__ФРАГМЕНТ СТРАНИЦЫ__.

____________

Чтобы существовать в этой внутри– и межпрофессиональной конкуренции экспертов, уже недостаточно предъявить «чистые» тесты значимости. Порой необходимо прийти самому и произвести убедительное впечатление. Производство (или мобилизация) веры в условиях рефлексивного онаучивания становится главным источником социального осуществления притязаний на значимость[18]18
Вероятно, в этом заключается одна из причин того, что личностные качества и личные сети приобретают большее значение как раз с избыточным предложением интерпретаций касательно их практической реализации и использования.
[Закрыть].
Там, где раньше наука убеждала посредством науки, ныне, ввиду противоречивой разноголосицы научных языков, все более важную роль играет вера в науку или вера в антинауку (или соответственно в данный метод, данный подход, данное направление). Быть может, лишь «особенное» в презентации, личная убедительность, контакты, доступ к СМИ и т. д., придает «единичным данным» высшие социальные атрибуты «познания». Там, где вера выносит решение о научных аргументах или участвует в таком решении, она может вскоре снова прийти к власти. Правда, по внешней форме уже не как вера, а как наука. Соответственно в возникающей промежуточной зоне, где наука становится: все более необходимой, но и все менее достаточной для производства познания, могут вновь угнездиться самые разные власти веры. Тем самым становится возможно многое: фатализм, астрология, оккультизм, прославление «я» и отречение от «я», в соединении и смешении с частичными научными данными, радикальной научной критикой и научной доверчивостью. Эти новые алхимики на редкость невосприимчивы к критике науки, ибо нашли свою «истину» и приверженцев не донаучно, а в общении с наукой.

____________

[Данные об указании областей]
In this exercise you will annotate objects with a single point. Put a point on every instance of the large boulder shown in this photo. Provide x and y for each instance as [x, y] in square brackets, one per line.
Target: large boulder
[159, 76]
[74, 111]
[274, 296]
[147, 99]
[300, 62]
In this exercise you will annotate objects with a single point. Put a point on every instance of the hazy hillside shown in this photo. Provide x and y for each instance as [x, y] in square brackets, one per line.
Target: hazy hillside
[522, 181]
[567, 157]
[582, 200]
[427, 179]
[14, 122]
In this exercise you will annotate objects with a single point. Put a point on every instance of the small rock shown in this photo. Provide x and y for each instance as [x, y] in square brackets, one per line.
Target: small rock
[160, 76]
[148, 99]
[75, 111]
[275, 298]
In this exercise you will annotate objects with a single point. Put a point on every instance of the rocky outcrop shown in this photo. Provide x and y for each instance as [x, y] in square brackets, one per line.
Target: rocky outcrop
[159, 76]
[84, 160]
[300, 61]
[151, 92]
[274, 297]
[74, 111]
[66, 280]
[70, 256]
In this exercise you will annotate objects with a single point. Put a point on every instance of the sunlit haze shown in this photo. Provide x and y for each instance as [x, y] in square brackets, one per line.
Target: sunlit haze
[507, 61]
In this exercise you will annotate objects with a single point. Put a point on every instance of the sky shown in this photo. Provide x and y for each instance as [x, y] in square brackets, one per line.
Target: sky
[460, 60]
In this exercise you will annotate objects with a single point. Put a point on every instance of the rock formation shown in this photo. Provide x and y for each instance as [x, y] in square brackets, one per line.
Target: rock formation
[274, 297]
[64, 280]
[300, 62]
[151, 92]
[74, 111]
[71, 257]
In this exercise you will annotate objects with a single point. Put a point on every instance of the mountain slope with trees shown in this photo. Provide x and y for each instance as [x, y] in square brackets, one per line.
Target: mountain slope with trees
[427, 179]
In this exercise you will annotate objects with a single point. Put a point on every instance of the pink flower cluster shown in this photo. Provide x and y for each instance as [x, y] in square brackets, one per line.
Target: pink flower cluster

____________

__ЗАДАНИЯ__.
1: Почему, согласно отрывку о науке и вере, новые алхимики на редкость невосприимчивы к критике науки? Ответьте одним–тремя предложениями.
2: Повторите ту часть отрывка о науке и вере, которая открывается словами «Чтобы существовать в» и заканчивается словами «реализации и использования.».
3: Подхватите отрывок о науке и вере и продолжите его после последнего предложения.
Записи никак не связаны с отрывком о науке и вере.

__ОТВЕТЫ К ЗАДАНИЯМ__.
1: Они нашли свою «истину» и приверженцев не донаучно, а в общении с наукой.

2:
Чтобы существовать в этой внутри– и межпрофессиональной конкуренции экспертов, уже недостаточно предъявить «чистые» тесты значимости. Порой необходимо прийти самому и произвести убедительное впечатление. Производство (или мобилизация) веры в условиях рефлексивного онаучивания становится главным источником социального осуществления притязаний на значимость[18]18
Вероятно, в этом заключается одна из причин того, что личностные качества и личные сети приобретают большее значение как раз с избыточным предложением интерпретаций касательно их практической реализации и использования.

3:
Этот научный иммунитет имеет силу не только для таких экстремальных случаев. Идеологии и предрассудки вообще, теперь вооруженные научно, способны вновь обороняться от научной критики. Они обращаются к самой науке, чтобы отвергнуть ее же требования. Нужно лишь больше читать, в том числе и исследования противоположного характера. Возражения воспринимаются до результатов, как бы по предварительному заказу. Несколько (методических) принципиальных возражений на все случаи и про запас заставляют рассыпаться те или иные строптивые научные сведения. Если вплоть до 60-х годов наука еще могла рассчитывать на неспорящее, верящее в науку общественное мнение, то сегодня на ее усилия и успехи смотрят с недоверием. Предполагают недоговоренности, приплюсовывают побочные эффекты и готовятся к худшему.